Selected passage:
═══
I want you to deeply consider this concept. It may sound farfetched, but imagine for a moment that each individual thought that you have is handed a deck of experience. Experience from the amount of time since you were born, but diluted. You can handle this deck in any way you want for 45 to 360 seconds. Imagine now that once done reading this post is over, that a new consciousness will come into play. We act and behave and daydream in sequences of 45 – 360 seconds.

We program, we work, we relax, we indulge, we decide, we behave on this increment of time.

We all dream in periods of time similar to this. Fleeting moments of random encounters and strange, revealing personal behaviors. The only thing that separates our dreams from ourselves is a long term memory and the physics of reality.

So I imagine that our individual consciousness is much closer to our dreams than we expect. I don’t mean to downplay personality disorders that we want to escape at all. In fact, I believe this model supports most of them. I imagine that someone with a pre-disposition to addictive behaviors, every three or so minutes, that may have had cigarettes lately, is given a hand of cards that says “Okay, lets not smoke this round.” A few minutes later, a new sense of being is told “Well, we wanted to smoke, but we didn’t, what are you going to do?”
═══
Extracted data:
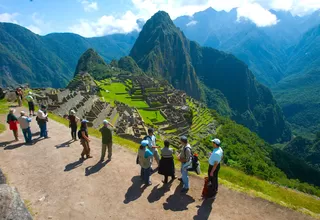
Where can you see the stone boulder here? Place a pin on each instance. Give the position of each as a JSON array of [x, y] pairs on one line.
[[11, 205], [2, 178]]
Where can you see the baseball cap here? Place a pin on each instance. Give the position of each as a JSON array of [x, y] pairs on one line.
[[216, 141], [144, 143]]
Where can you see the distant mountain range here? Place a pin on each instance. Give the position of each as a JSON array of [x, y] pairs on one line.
[[205, 74], [49, 61], [285, 56]]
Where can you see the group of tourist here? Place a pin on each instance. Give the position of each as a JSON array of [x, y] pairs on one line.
[[148, 149], [24, 120]]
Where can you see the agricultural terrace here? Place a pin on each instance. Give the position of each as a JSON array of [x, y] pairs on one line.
[[117, 91]]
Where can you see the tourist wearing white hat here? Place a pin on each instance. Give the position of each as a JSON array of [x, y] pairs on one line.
[[73, 124], [214, 167], [84, 139], [106, 133], [24, 122], [13, 123], [145, 160], [30, 101]]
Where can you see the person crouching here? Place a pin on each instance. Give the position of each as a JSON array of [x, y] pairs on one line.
[[145, 161]]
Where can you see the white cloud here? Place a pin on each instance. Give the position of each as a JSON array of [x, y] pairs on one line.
[[107, 25], [191, 23], [253, 10], [6, 17], [89, 6], [34, 29], [257, 14]]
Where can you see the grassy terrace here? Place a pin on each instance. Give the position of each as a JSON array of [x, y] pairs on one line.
[[232, 178], [119, 92]]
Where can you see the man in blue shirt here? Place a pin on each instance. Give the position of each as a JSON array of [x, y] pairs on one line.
[[214, 167]]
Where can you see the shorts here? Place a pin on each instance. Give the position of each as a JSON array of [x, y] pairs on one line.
[[31, 106]]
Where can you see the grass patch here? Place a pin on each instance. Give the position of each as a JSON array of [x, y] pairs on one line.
[[151, 117], [28, 206]]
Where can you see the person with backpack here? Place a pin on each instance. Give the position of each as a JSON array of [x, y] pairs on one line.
[[42, 119], [73, 124], [145, 160], [13, 123], [84, 139], [151, 138], [166, 165], [24, 122], [185, 158], [106, 132], [30, 101], [214, 167]]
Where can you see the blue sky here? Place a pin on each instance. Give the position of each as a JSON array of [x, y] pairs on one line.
[[91, 18]]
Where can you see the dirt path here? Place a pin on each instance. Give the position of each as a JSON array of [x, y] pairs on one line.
[[50, 176]]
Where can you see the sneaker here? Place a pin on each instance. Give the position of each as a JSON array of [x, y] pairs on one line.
[[184, 190]]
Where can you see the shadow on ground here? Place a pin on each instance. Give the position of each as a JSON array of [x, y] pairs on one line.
[[204, 210], [64, 144], [135, 190], [4, 144], [96, 168], [73, 165], [177, 201], [157, 193]]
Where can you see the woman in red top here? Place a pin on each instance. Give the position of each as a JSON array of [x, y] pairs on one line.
[[13, 123]]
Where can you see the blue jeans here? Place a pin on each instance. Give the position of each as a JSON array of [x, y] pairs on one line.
[[185, 176], [27, 135], [43, 130], [145, 175]]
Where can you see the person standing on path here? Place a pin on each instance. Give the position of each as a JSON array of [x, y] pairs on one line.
[[166, 165], [24, 122], [106, 132], [42, 119], [214, 167], [30, 101], [145, 160], [84, 139], [151, 138], [186, 161], [19, 94], [73, 124], [13, 123]]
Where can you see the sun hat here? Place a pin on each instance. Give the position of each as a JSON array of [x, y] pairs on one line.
[[216, 141], [144, 143]]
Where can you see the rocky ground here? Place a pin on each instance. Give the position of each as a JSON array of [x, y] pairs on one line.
[[59, 186]]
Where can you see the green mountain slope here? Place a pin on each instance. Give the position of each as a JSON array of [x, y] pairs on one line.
[[162, 49], [25, 58], [50, 60]]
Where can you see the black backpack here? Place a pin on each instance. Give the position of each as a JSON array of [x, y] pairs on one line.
[[195, 162]]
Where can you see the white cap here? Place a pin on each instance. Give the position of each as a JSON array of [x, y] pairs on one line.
[[216, 141]]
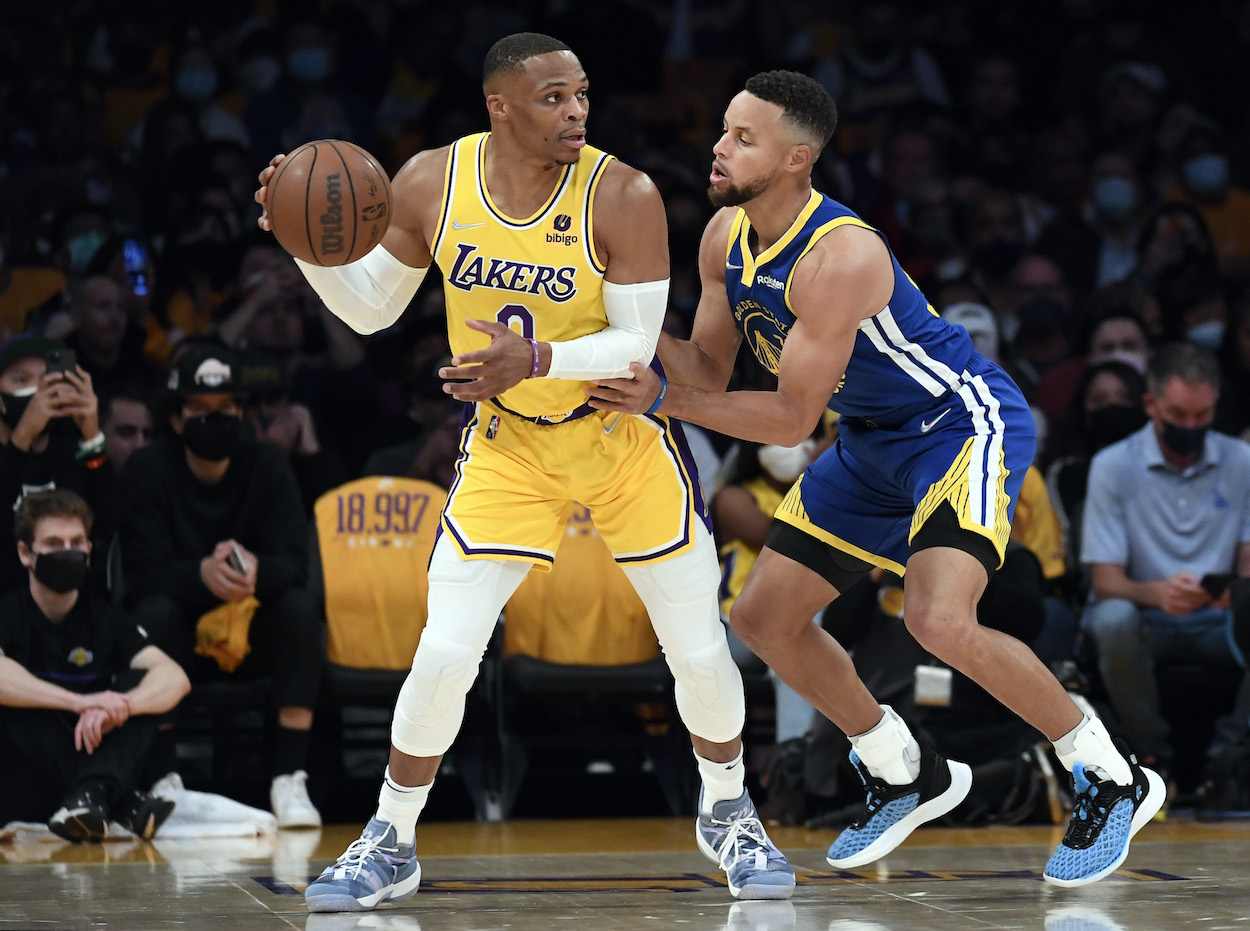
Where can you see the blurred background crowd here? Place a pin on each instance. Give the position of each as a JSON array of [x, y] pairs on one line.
[[1066, 179]]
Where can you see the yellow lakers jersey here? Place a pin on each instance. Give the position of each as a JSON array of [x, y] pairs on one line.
[[735, 556], [375, 536], [538, 275], [584, 611]]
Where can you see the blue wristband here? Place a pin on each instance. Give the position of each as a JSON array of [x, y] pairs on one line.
[[659, 398]]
═══
Task:
Can you reproduce the consciousness passage word for word, starting at "We program, we" and ending at "physics of reality."?

Answer to the task:
We program, we work, we relax, we indulge, we decide, we behave on this increment of time.

We all dream in periods of time similar to this. Fleeting moments of random encounters and strange, revealing personal behaviors. The only thing that separates our dreams from ourselves is a long term memory and the physics of reality.